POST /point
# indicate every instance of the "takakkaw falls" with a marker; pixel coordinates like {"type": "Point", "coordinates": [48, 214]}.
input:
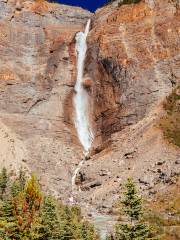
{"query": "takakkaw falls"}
{"type": "Point", "coordinates": [83, 126]}
{"type": "Point", "coordinates": [82, 100]}
{"type": "Point", "coordinates": [89, 110]}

+---+

HOW TO COMPLETE THIS TASK
Your answer should hold only the lines from the one with "# indicate every" through the final line of the listing above, transcribed exactly and without pictures.

WRITTEN RESPONSE
# indicate every instance of the "takakkaw falls" with a marker; pixel coordinates like {"type": "Point", "coordinates": [48, 214]}.
input:
{"query": "takakkaw falls"}
{"type": "Point", "coordinates": [83, 126]}
{"type": "Point", "coordinates": [82, 100]}
{"type": "Point", "coordinates": [89, 110]}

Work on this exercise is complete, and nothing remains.